**What you should do**
Could you copy every record exactly, leaving the pictures behind?

**Records for processing**
Segment Open

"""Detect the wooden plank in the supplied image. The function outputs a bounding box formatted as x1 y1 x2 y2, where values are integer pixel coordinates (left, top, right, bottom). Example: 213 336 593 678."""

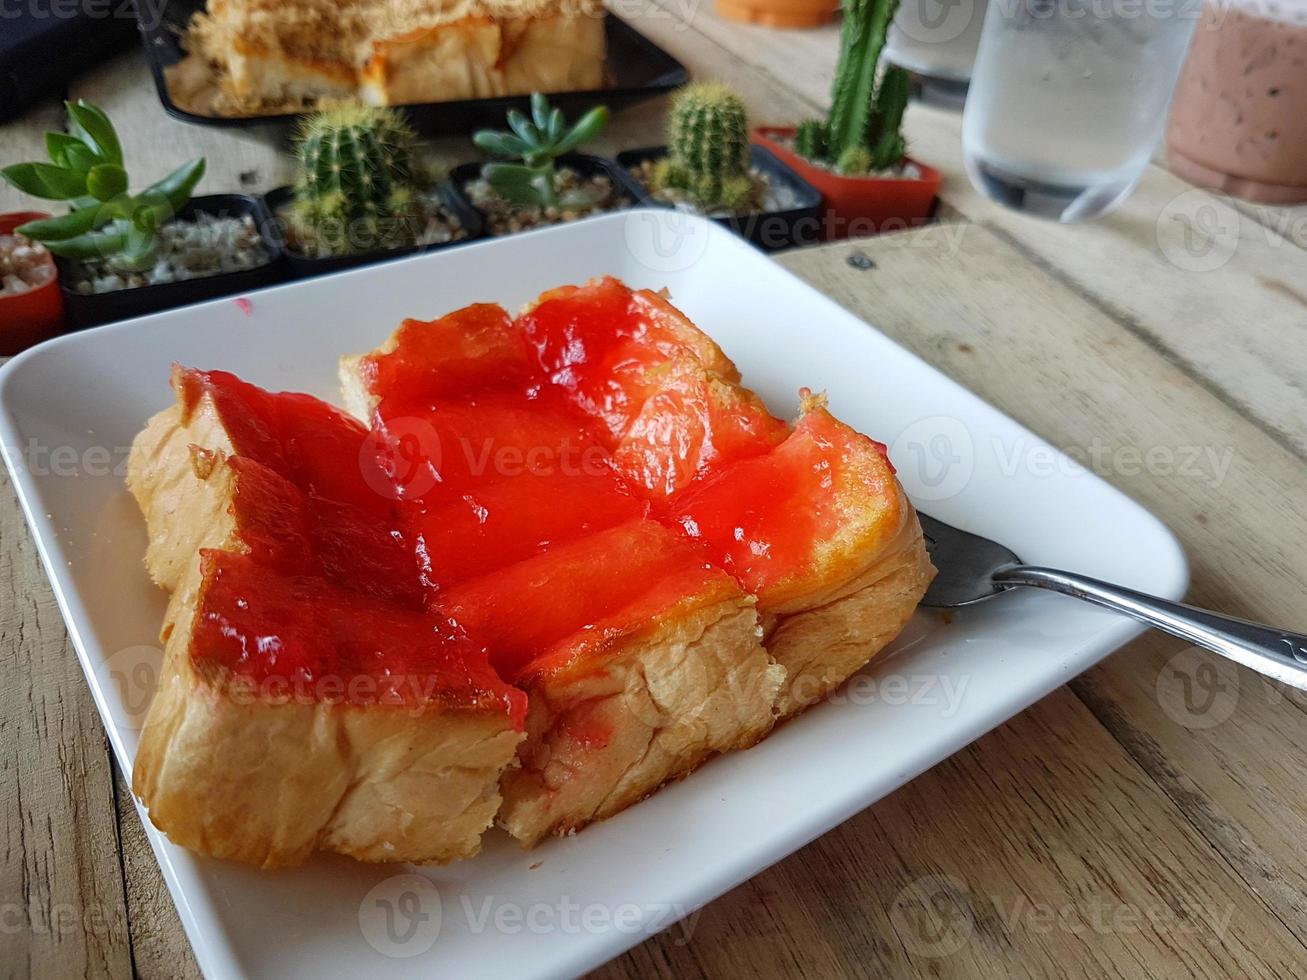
598 686 1307 979
643 2 1307 459
776 225 1307 935
112 773 201 980
0 460 133 979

Segment Closed

**Solution to this exercise**
"""Detect the wooden plank in the supplied image. The function outputs a bounding box formatted as x1 y1 x2 y2, where values are integer pixel coordinates (left, top, right, bottom). Example: 213 336 593 678."""

598 686 1307 979
643 2 1307 459
776 225 1307 935
112 773 201 980
0 460 133 979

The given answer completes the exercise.